======== RECORDED DATA ========

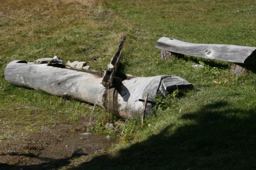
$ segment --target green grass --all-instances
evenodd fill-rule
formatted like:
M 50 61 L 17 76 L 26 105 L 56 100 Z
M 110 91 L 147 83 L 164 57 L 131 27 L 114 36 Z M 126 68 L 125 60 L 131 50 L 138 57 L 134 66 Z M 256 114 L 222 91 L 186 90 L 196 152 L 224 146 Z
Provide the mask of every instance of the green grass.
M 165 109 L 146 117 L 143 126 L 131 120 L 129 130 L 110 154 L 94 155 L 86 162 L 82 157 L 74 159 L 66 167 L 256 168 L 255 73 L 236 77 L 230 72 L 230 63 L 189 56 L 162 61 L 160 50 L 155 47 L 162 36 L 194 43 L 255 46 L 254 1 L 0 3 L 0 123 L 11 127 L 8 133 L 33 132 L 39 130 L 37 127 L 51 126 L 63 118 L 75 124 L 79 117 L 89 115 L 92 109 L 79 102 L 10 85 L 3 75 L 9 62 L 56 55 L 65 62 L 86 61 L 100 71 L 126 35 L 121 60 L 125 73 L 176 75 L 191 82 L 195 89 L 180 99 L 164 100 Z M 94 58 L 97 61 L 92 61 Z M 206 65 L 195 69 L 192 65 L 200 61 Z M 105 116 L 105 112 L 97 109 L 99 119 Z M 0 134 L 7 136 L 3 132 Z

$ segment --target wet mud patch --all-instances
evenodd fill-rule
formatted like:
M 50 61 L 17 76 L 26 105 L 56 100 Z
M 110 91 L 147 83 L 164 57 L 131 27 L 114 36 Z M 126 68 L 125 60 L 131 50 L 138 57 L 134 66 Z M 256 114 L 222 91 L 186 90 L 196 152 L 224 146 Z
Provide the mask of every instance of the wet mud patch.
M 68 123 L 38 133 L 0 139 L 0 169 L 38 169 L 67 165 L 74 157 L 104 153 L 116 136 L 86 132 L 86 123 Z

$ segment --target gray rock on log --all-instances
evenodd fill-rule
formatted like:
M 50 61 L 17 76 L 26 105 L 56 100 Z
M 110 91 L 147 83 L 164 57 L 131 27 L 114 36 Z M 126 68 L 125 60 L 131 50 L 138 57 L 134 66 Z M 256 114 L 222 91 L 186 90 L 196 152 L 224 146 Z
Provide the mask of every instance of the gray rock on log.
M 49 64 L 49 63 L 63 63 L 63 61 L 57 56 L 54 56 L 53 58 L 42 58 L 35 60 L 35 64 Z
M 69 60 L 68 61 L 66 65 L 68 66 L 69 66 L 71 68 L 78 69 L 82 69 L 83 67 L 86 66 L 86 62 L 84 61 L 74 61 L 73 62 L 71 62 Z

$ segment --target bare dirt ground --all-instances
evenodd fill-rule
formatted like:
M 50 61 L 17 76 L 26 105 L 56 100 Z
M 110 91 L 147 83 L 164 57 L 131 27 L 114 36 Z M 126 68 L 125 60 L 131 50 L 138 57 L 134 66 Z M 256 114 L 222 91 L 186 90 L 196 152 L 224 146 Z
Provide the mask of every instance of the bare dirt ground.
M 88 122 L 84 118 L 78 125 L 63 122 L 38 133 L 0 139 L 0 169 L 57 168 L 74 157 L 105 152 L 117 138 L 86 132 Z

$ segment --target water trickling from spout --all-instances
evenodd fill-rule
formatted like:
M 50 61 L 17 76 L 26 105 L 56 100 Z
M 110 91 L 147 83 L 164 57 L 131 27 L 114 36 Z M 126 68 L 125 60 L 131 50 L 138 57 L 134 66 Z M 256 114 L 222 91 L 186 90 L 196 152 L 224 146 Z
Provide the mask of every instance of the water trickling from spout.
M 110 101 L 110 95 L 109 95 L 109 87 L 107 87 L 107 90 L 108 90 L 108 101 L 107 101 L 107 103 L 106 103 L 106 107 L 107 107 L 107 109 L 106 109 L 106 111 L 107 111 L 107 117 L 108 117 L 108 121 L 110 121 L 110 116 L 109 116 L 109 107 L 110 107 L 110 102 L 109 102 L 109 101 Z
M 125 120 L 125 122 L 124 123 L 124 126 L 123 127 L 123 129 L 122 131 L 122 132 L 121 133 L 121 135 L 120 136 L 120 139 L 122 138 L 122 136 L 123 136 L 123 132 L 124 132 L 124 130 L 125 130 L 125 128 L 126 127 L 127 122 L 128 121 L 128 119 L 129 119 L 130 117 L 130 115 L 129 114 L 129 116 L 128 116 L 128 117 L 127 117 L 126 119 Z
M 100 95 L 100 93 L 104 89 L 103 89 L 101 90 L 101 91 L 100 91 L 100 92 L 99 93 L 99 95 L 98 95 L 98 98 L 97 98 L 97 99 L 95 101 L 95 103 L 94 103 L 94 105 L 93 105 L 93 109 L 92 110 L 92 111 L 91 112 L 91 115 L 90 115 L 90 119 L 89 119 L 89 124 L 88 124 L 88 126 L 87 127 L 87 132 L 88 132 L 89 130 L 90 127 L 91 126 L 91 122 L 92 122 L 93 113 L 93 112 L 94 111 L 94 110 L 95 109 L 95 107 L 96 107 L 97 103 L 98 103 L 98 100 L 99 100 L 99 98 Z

========

• _SHORT PROBLEM_: Copy out every line of the data above word for word, leaving out the pictures.

• _WRITTEN SOLUTION_:
$ segment --target green grass --all-instances
evenodd fill-rule
formatted like:
M 50 61 L 17 76 L 26 105 L 56 100 Z
M 110 91 L 147 83 L 164 57 L 131 27 L 114 36 Z M 126 68 L 125 60 L 131 50 L 138 57 L 134 66 Z M 256 114 L 222 91 L 186 90 L 196 152 L 224 146 Z
Provide the mask of every instance of the green grass.
M 165 109 L 146 117 L 143 126 L 131 120 L 129 130 L 110 154 L 94 155 L 86 162 L 82 157 L 74 159 L 66 167 L 256 168 L 255 73 L 236 77 L 230 72 L 230 63 L 189 56 L 162 61 L 160 50 L 155 47 L 162 36 L 194 43 L 255 46 L 254 1 L 0 3 L 0 123 L 11 127 L 8 133 L 33 132 L 39 130 L 37 127 L 51 126 L 63 118 L 75 124 L 79 117 L 89 115 L 92 109 L 79 102 L 10 85 L 3 75 L 9 62 L 56 55 L 65 62 L 86 61 L 100 71 L 126 35 L 121 60 L 125 73 L 176 75 L 191 82 L 195 89 L 180 99 L 164 100 Z M 94 58 L 97 61 L 92 61 Z M 206 65 L 195 69 L 192 65 L 200 61 Z M 105 116 L 105 112 L 97 109 L 99 119 Z M 0 134 L 7 136 L 3 132 Z

$ segment --target wet mud patch --all-instances
evenodd fill-rule
formatted like:
M 50 61 L 17 76 L 26 105 L 56 100 Z
M 110 91 L 147 83 L 164 57 L 131 27 L 114 36 Z M 126 68 L 125 60 L 131 50 L 138 57 L 134 66 Z M 256 114 L 222 91 L 186 90 L 196 152 L 224 146 Z
Provide the mask of every instance of the wet mud patch.
M 68 123 L 38 133 L 0 139 L 0 169 L 38 169 L 67 165 L 74 157 L 104 153 L 116 136 L 86 132 L 86 123 Z

$ segment --target gray rock on log --all-instances
evenodd fill-rule
formatted like:
M 50 61 L 17 76 L 26 105 L 56 100 Z
M 110 91 L 147 83 L 164 57 L 131 27 L 114 36 Z M 126 68 L 125 60 L 131 50 L 138 57 L 134 66 Z M 256 114 L 222 91 L 186 90 L 196 152 L 224 146 Z
Provide the mask of every instance of the gray rock on log.
M 49 64 L 49 63 L 63 63 L 63 61 L 57 56 L 54 56 L 53 58 L 42 58 L 35 60 L 35 64 Z
M 69 60 L 68 61 L 66 65 L 68 66 L 69 66 L 71 68 L 78 69 L 82 69 L 83 67 L 86 66 L 86 62 L 84 61 L 74 61 L 73 62 L 71 62 Z

$ segment --target bare dirt ground --all-instances
evenodd fill-rule
formatted like:
M 50 61 L 17 76 L 26 105 L 56 100 Z
M 110 91 L 147 83 L 164 57 L 131 27 L 114 36 Z M 126 68 L 125 60 L 131 50 L 138 57 L 134 66 Z M 256 114 L 222 91 L 186 90 L 196 152 L 224 146 Z
Provide the mask of every instance of the bare dirt ground.
M 88 122 L 84 118 L 78 125 L 63 122 L 38 133 L 0 139 L 0 169 L 57 168 L 74 157 L 105 152 L 117 138 L 86 132 Z

$ segment --target water trickling from spout --all-instances
evenodd fill-rule
formatted like:
M 50 61 L 17 76 L 26 105 L 56 100 Z
M 110 91 L 147 83 L 164 57 L 131 27 L 114 36 Z M 126 68 L 125 60 L 131 50 L 138 57 L 134 66 Z M 256 114 L 222 91 L 186 90 L 196 152 L 224 146 Z
Provide the mask of every instance of the water trickling from spout.
M 110 101 L 110 95 L 109 95 L 109 87 L 107 87 L 107 90 L 108 90 L 108 101 L 107 101 L 107 103 L 106 103 L 106 107 L 107 107 L 107 109 L 106 109 L 106 111 L 107 111 L 107 117 L 108 117 L 108 121 L 110 121 L 110 116 L 109 116 L 109 107 L 110 107 L 110 102 L 109 102 L 109 101 Z
M 125 120 L 125 122 L 124 123 L 124 126 L 123 127 L 123 129 L 122 131 L 122 132 L 121 133 L 121 135 L 120 136 L 120 139 L 122 138 L 122 136 L 123 136 L 123 132 L 124 132 L 124 130 L 125 130 L 125 128 L 126 127 L 127 122 L 128 121 L 128 119 L 129 119 L 130 117 L 130 115 L 129 114 L 129 116 L 128 116 L 128 117 L 127 117 L 126 119 Z
M 100 95 L 100 93 L 104 89 L 103 89 L 101 90 L 101 91 L 100 91 L 100 92 L 99 93 L 99 95 L 98 95 L 98 98 L 97 98 L 97 99 L 95 101 L 95 103 L 94 103 L 94 105 L 93 105 L 93 109 L 92 110 L 92 111 L 91 112 L 91 115 L 90 115 L 90 119 L 89 119 L 89 124 L 88 124 L 88 126 L 87 127 L 87 132 L 88 132 L 89 130 L 90 127 L 91 126 L 91 122 L 92 122 L 93 113 L 93 112 L 94 111 L 94 110 L 95 109 L 95 107 L 96 107 L 97 103 L 98 103 L 98 100 L 99 100 L 99 98 Z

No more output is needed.